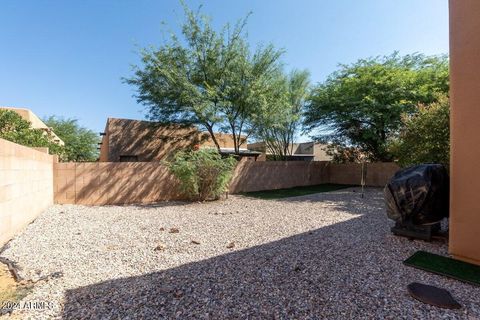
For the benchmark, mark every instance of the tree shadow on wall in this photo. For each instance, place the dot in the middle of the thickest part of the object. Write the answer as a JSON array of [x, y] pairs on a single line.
[[316, 274]]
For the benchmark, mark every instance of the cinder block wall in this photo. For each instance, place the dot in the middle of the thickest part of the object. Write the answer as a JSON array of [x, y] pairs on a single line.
[[147, 182], [377, 174], [26, 187], [267, 175]]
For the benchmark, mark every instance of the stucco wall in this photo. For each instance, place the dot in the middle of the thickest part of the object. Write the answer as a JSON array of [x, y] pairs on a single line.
[[266, 175], [146, 182], [26, 187], [465, 129], [377, 174], [113, 183]]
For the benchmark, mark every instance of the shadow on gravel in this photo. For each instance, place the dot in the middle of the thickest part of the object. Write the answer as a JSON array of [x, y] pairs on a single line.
[[315, 275]]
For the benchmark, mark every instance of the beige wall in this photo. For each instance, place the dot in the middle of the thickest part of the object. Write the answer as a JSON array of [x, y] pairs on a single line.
[[266, 175], [377, 174], [150, 141], [26, 187], [146, 182], [465, 129], [113, 183], [35, 121]]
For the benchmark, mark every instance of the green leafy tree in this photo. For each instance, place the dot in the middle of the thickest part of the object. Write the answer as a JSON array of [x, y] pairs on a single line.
[[16, 129], [278, 123], [210, 79], [425, 137], [80, 143], [360, 106], [203, 174]]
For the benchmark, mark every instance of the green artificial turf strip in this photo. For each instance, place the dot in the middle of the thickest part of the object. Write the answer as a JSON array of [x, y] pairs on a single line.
[[448, 267], [296, 191]]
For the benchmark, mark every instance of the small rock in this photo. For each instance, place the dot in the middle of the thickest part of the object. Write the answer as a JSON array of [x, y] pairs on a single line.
[[160, 247], [174, 230]]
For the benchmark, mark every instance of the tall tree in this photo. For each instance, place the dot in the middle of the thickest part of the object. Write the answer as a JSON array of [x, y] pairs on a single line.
[[209, 79], [425, 136], [278, 124], [80, 143], [361, 105]]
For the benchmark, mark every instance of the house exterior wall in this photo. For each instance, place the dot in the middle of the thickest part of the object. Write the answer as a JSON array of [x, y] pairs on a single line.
[[149, 141], [26, 187], [464, 241]]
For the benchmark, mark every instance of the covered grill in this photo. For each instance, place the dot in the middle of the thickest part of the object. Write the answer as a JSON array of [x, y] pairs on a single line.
[[417, 199]]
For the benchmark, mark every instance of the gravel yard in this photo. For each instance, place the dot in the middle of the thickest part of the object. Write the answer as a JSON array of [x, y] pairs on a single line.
[[321, 256]]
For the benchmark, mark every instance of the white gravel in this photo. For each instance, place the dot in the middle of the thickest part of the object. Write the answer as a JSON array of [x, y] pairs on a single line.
[[323, 256]]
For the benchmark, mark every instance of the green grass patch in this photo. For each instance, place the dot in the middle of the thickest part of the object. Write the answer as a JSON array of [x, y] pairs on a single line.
[[295, 192], [444, 266]]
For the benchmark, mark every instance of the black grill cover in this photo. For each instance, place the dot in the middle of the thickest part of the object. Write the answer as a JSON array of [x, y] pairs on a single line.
[[418, 194]]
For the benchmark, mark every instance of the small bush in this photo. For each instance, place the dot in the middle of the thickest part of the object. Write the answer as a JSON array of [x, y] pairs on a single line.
[[203, 174]]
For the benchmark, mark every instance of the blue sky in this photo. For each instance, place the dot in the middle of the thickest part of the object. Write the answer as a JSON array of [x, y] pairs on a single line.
[[67, 57]]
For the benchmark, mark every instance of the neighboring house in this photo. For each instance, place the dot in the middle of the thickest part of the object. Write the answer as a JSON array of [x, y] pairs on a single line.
[[28, 115], [305, 151], [126, 140]]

◆ ◆ ◆

Return the records exactly. Don't carry the pictures over.

For the benchmark, mark every instance of the tree shadow on wall in this photo. For each instance, place the dot in the middle of the thickest part of the object. Write the answer as a JSON array of [x, y] pairs on a single line.
[[316, 274]]
For the benchmark, mark every instance of the cinder block wall in this photo. For each instance, place the dot in the middle of the thickest part of the object. Write the answer as a JSON array of [x, y] pairs on a single line.
[[147, 182], [377, 174], [26, 187], [267, 175]]
For the benchmark, mark every instance of the stucco wall in this photo. For each instance, place the dot in the middle of the thickest part of the object. Write the answer as a JSON array of [x, y] pairs on a single line.
[[266, 175], [146, 182], [26, 187], [465, 129], [377, 174], [113, 183]]
For the benchmark, mark every instance of the shadow on gravel in this photo. For each instance, place the dot in the middle of the thickest part of the object. Write the answer as a JSON array of [x, y] pairs on a single line.
[[315, 275]]
For the benchmark, mark every instance of the beige wall in this photo. For each instance, place the dot in the middle of the thickest part of the object. Write the answer as a JSON array of [x, y] pairs on a single line.
[[266, 175], [377, 174], [150, 141], [26, 187], [146, 182], [465, 129], [113, 183], [35, 121]]
For the benchmark, mark every instance of the green leafy tree in this photo. For each instance, place the dot in the middle of the thickest part of the object. Write the answer as a JSON array of [x, y] pairs on a single line.
[[16, 129], [278, 123], [210, 79], [425, 137], [80, 143], [360, 106], [203, 174]]
For the benchmark, mark every instance of the green artificial turf strip in this photo. For each instance, place the dot in the middle of the thickest part of the object. Write the answer as a JSON array of [x, y] pairs on a single line.
[[448, 267], [296, 191]]
For the benchmark, mark every instance of the small rock in this photo. For each instance, place the dot in the middle of the thickest part of the object. Write the answer as a JSON array of [x, y] pairs on a single line.
[[160, 247], [174, 230]]
For the benchmark, mark every instance of the tall tree in this photo. For each instance, place the dot in the middle of the thickest part of the object. Write the answer as a JSON array of [x, y] pairs on a single line.
[[209, 79], [425, 136], [278, 124], [80, 143], [361, 105]]
For the benchmark, mark every instance of the house exterior wall in this photo. For each instance, place the dot in the middle of the thickest part of the object. Write the answer as a JSON array of [x, y] pairs on a single line.
[[149, 141], [26, 187], [464, 241]]
For the benchmark, mark every instance of the covered grill in this photo. For each instance, place the dot in the middle of the thickest part of the object. Write the answer as a JSON array of [x, y] pairs on a single line.
[[417, 199]]
For the benchmark, mark every instance of the gravel yard in this photo. For each instance, place the dot in the middle of the thickest part of the object. Write the answer as a JSON array of [x, y] pairs on a single line.
[[321, 256]]
For the benchmark, mark every instance of the white gravel in this photo. For each instance, place the dot in the middle of the thickest part of the object. Write the answer as a JSON array of [x, y] pairs on a single line.
[[323, 256]]
For the benchmark, mark every instance of the green grass patch in this photo. For each instance, place the dot in the middle of the thickest part of the object. Write the answer as a JSON array of [x, y] pairs on a single line.
[[295, 192], [444, 266]]
For the benchmark, mark every instance of the black grill cover in this photo. For each instance, place the dot in the middle of the thickest part of the object. Write the answer as a JSON array of [x, y] pairs on a single line.
[[418, 194]]
For the benchmark, mark every instance of the small bush in this photo. For each instance, place the dot in the middle of the thickest part of the object. Write the answer as a JSON array of [x, y] pairs on a single line.
[[203, 174]]
For the benchmark, mark every instance of the blue sky in this photo. For each instance, place the dot in the middle of the thickest part of the object. Write the answer as a JSON array of [x, y] pairs on a single line.
[[67, 57]]
For the benchmark, mark every instance of the neighboring house in this photo. For each instance, place the dot in the middle of the thickest part of the object. Write the answer as a JSON array of [x, y] pairs on a single line.
[[28, 115], [305, 151], [126, 140]]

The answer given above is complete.